# Any one else notice RCI no longer has 800 numbers to call on the website



## lawgs (Sep 11, 2012)

having a problem with RCI notifying the resort we are staying in on Sunday that we have an exchange coming in....

when we went to the website to get the phone number for RCI, they no longer list 800 numbers, only the 317 number


according the the wyndham resort we are going to RCI does this a lot.....not downloading your exchange information in a timely fashion


----------



## Allypet (Sep 11, 2012)

On the home page they dont appear, but if you press contact us, you'll see the 317 numbers on top but under that are the toll free numbers.

United States and Canada 
RCI North America Office
9998 North Michigan Road
Carmel, IN 46032
Phone:   RCI Weeks: 1-317-805-8000 | RCI Points: 1-317-805-9941
            RCI Weeks: 1-800-338-7777 | RCI Points: 1-877-968-7476
Fax: 317-805-9335


----------



## lawgs (Sep 11, 2012)

yes i can see that now, but that was not the way it used to be 

we always looked to the website login page which used to have the 800 number listed at the bottom

it seems now information is a game

if you know the right "place" to point your mouse to , you can find information....it is not in plain view anymore

perhaps they had some problems with calls from NON members using the toll free lines


----------



## bnoble (Sep 11, 2012)

** What is expected **
Answer these questions from the thread about RCI phone numbers:
(a) When lawgs first checked the website, what was the only number listed?
(b) Which link does Allypet say to press to see the toll-free numbers?
(c) Where on the website does lawgs say the 800 number used to appear?

** Record extracts **
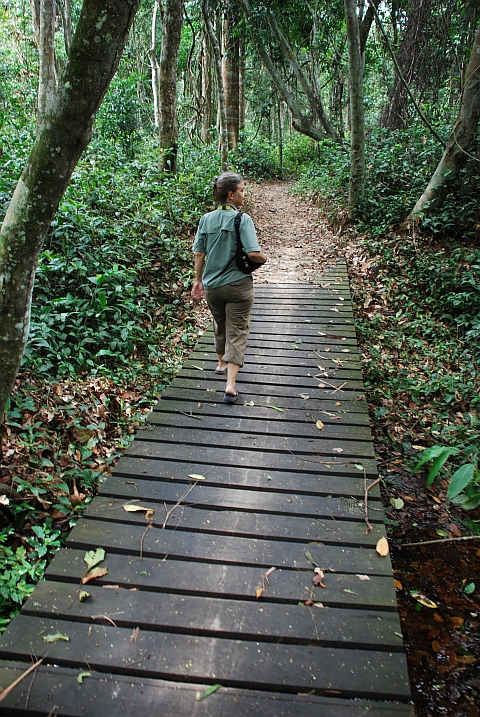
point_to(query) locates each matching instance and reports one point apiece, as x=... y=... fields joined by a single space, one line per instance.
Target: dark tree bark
x=220 y=90
x=411 y=48
x=456 y=152
x=67 y=129
x=231 y=75
x=357 y=116
x=167 y=86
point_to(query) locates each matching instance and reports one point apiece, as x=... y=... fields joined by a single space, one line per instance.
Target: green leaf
x=94 y=557
x=208 y=691
x=438 y=464
x=81 y=677
x=460 y=479
x=57 y=637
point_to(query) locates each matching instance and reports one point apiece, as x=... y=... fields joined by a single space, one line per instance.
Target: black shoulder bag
x=244 y=263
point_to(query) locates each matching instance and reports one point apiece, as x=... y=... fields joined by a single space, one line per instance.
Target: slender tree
x=357 y=118
x=456 y=151
x=66 y=130
x=220 y=89
x=167 y=87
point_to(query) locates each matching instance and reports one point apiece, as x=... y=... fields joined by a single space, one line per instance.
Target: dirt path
x=289 y=230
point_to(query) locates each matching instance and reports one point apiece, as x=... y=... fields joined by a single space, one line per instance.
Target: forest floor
x=439 y=614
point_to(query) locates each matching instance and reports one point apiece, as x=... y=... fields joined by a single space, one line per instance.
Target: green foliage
x=22 y=565
x=464 y=485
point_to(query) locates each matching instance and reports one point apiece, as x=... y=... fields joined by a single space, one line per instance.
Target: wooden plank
x=248 y=412
x=317 y=482
x=331 y=429
x=354 y=673
x=216 y=580
x=224 y=457
x=188 y=545
x=231 y=522
x=221 y=618
x=267 y=506
x=58 y=687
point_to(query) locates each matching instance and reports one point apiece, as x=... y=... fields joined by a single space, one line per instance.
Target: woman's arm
x=197 y=288
x=259 y=256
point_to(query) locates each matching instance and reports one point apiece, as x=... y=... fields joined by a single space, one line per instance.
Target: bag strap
x=236 y=224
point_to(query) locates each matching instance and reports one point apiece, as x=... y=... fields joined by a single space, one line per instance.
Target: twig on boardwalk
x=188 y=415
x=150 y=525
x=169 y=512
x=16 y=682
x=443 y=540
x=367 y=489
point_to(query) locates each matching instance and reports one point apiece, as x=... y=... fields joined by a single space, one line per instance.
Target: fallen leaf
x=57 y=637
x=382 y=547
x=92 y=574
x=137 y=509
x=93 y=557
x=423 y=599
x=209 y=691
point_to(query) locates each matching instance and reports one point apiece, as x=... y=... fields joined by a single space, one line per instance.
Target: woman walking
x=228 y=291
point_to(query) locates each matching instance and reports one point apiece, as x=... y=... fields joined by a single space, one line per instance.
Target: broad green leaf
x=208 y=691
x=94 y=557
x=439 y=462
x=429 y=454
x=460 y=479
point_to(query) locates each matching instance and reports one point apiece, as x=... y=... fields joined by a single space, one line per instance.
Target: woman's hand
x=198 y=291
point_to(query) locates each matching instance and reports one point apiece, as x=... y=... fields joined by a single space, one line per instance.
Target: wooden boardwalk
x=275 y=490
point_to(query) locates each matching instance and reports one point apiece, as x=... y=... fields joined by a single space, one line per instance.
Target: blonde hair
x=225 y=183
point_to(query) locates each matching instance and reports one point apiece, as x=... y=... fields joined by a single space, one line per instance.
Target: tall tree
x=456 y=151
x=231 y=74
x=96 y=49
x=206 y=11
x=357 y=116
x=167 y=88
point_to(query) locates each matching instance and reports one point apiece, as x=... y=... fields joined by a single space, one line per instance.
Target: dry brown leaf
x=94 y=573
x=382 y=547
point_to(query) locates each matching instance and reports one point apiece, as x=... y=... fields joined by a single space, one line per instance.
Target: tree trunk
x=218 y=73
x=455 y=154
x=411 y=48
x=357 y=120
x=168 y=121
x=314 y=100
x=300 y=122
x=95 y=53
x=155 y=69
x=230 y=74
x=207 y=105
x=44 y=14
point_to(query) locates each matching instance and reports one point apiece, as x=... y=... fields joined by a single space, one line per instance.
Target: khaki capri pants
x=230 y=306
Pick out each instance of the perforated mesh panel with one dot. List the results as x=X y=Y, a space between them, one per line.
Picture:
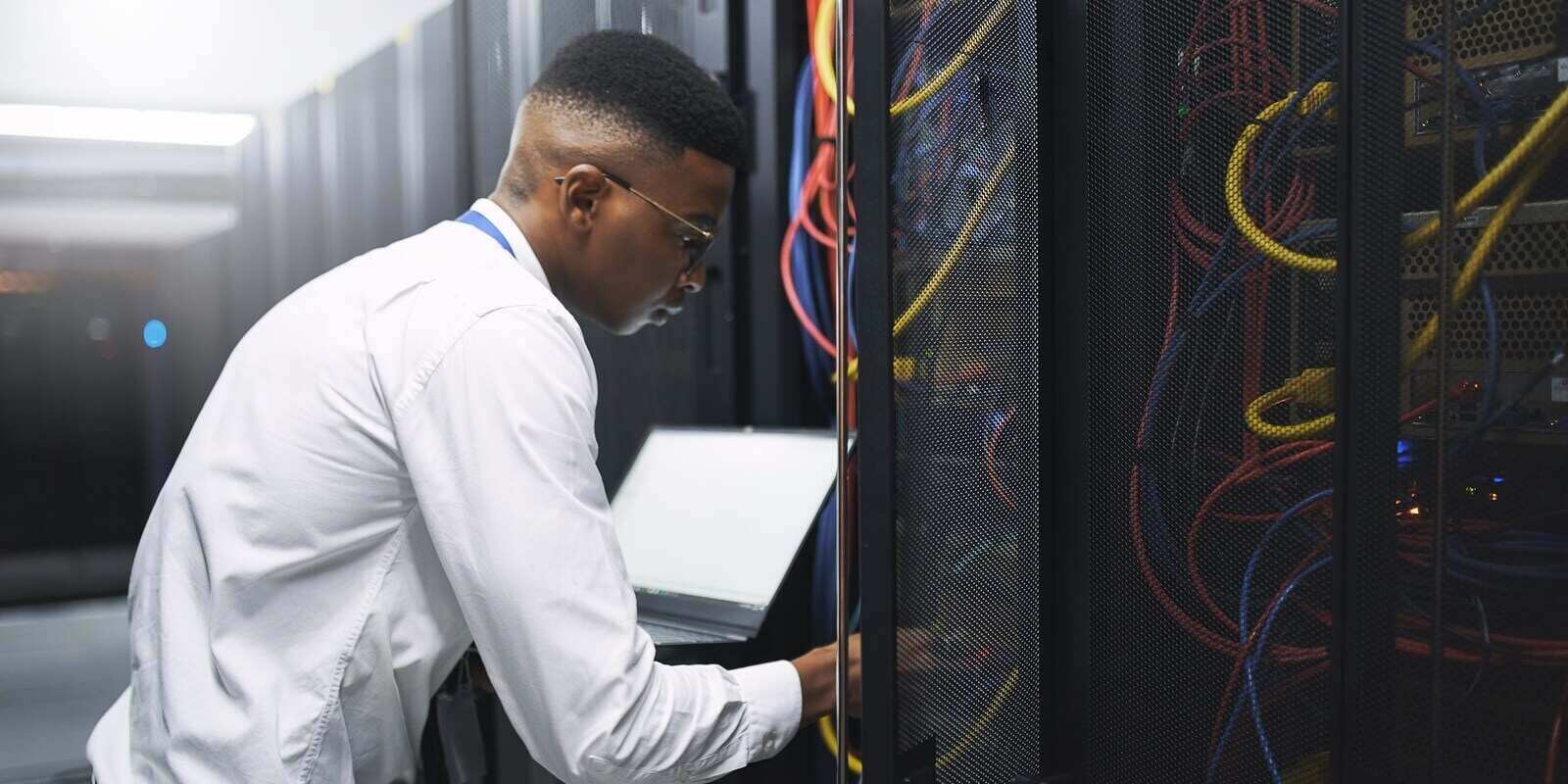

** Task solution **
(a) The 317 number.
(b) Contact us.
(c) At the bottom of the website login page.